Selected passage:
[Start of section]

Friday, April 21, 2006

Is Workers' Compensation Insurance Necessary?

Workers' compensation insurance evolved with the goal of providing an expedious administrative no-fault proceeding in lieu of third party liability to care for injured workers. It has been a flaming failure. Workers' compensation insurers fight these claims as vigorously as traditional third party claims; delay investigations; stonewall the payment of wage replacement and the payment of medical bills and the level of payment once achieved is paltry. That says nothing about the snail's pace that the administrative proceedings crawl at the trial level where formal evidentiary hearing may last over the course of months if not years only to be trumped by a one year delay in reaching an appeal before the Compensation Review Board, followed by a lengthy appeal to the courts. Why?

Massachusetts recently enacted a bold new plan to provide medical insurance for its unisured population. What if there was universal health coverage? What if there was a law that an injured employee would be entitled to salary continuation during recuperation? What if we did away with an inefficient and uneconomic administrative system based upon no-fault thus saving hundreds of thousands of dollars in salary and other administrative costs? Why should my assistant be paid for her injuries if she trips over a waste basket that she left in an unsafe location but I cannot be sued by her ( I have insurance) if she is injured by an unsafe work condition that I created?

[End of section]

Exercise data:
[Start of section]

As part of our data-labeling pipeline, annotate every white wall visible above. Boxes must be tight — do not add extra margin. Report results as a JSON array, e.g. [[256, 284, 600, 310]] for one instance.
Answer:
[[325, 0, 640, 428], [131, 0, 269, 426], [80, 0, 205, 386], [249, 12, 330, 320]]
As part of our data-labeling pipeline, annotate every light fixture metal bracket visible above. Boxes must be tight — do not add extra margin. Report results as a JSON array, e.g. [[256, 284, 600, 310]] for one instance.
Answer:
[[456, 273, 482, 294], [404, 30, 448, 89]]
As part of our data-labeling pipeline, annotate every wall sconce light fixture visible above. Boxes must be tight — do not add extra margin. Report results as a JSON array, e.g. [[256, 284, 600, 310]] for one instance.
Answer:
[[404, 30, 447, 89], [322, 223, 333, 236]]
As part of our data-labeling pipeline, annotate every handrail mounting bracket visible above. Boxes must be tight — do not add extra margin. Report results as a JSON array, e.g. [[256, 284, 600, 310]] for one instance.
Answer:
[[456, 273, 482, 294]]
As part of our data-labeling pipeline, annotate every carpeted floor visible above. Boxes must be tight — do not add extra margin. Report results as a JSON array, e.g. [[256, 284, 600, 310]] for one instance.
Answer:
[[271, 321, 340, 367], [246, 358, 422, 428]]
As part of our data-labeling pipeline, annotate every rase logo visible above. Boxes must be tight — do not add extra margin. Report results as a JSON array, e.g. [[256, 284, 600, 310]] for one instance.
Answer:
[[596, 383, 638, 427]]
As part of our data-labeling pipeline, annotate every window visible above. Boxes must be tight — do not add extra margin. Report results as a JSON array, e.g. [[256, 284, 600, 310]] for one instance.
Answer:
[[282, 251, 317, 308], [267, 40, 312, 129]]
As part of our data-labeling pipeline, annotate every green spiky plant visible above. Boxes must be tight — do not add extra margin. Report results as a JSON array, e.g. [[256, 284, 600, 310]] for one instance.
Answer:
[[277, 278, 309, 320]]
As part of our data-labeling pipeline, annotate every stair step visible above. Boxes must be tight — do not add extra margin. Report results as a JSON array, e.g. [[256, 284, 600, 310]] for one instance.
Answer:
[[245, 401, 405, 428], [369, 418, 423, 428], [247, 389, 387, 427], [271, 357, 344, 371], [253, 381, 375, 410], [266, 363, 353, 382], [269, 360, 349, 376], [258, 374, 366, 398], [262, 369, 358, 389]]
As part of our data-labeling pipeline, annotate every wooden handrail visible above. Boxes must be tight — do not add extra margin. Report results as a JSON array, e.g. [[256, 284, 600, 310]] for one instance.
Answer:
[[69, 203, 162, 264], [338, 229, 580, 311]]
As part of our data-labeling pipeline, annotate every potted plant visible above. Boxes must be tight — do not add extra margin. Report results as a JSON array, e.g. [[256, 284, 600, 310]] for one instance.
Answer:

[End of section]

Problems to work on:
**a.** Transcribe the passage of the workers' compensation post starting with "Is Workers' Compensation" and going on through "the courts. Why?".
**b.** Write the next part of the workers' compensation post, picking up after its final sentence.

Results in order:
**a.**
Is Workers' Compensation Insurance Necessary?

Workers' compensation insurance evolved with the goal of providing an expedious administrative no-fault proceeding in lieu of third party liability to care for injured workers. It has been a flaming failure. Workers' compensation insurers fight these claims as vigorously as traditional third party claims; delay investigations; stonewall the payment of wage replacement and the payment of medical bills and the level of payment once achieved is paltry. That says nothing about the snail's pace that the administrative proceedings crawl at the trial level where formal evidentiary hearing may last over the course of months if not years only to be trumped by a one year delay in reaching an appeal before the Compensation Review Board, followed by a lengthy appeal to the courts. Why?

**b.**
Why are there two insurance systems rather than one? One system administers workers' compensation and the second administers liability claims? Why are there two sets of lawyers? One set handles workers' compensation claims and one set handles liability claims?

Why are there three types of insurance? Medical insurance, workers' compensation insurnace and liability insurance?

There formerly was a time that it took so long to have a third party claim adjudicated that it made sense to have a quick and expedient system in its place? That reasoning no longer exists. The judicial system is a blessing now - it moves so swiftly?

And wouldn't workers be safer if work places were safer and employers could be held accountable in money damages if negligence caused a worker to be injured?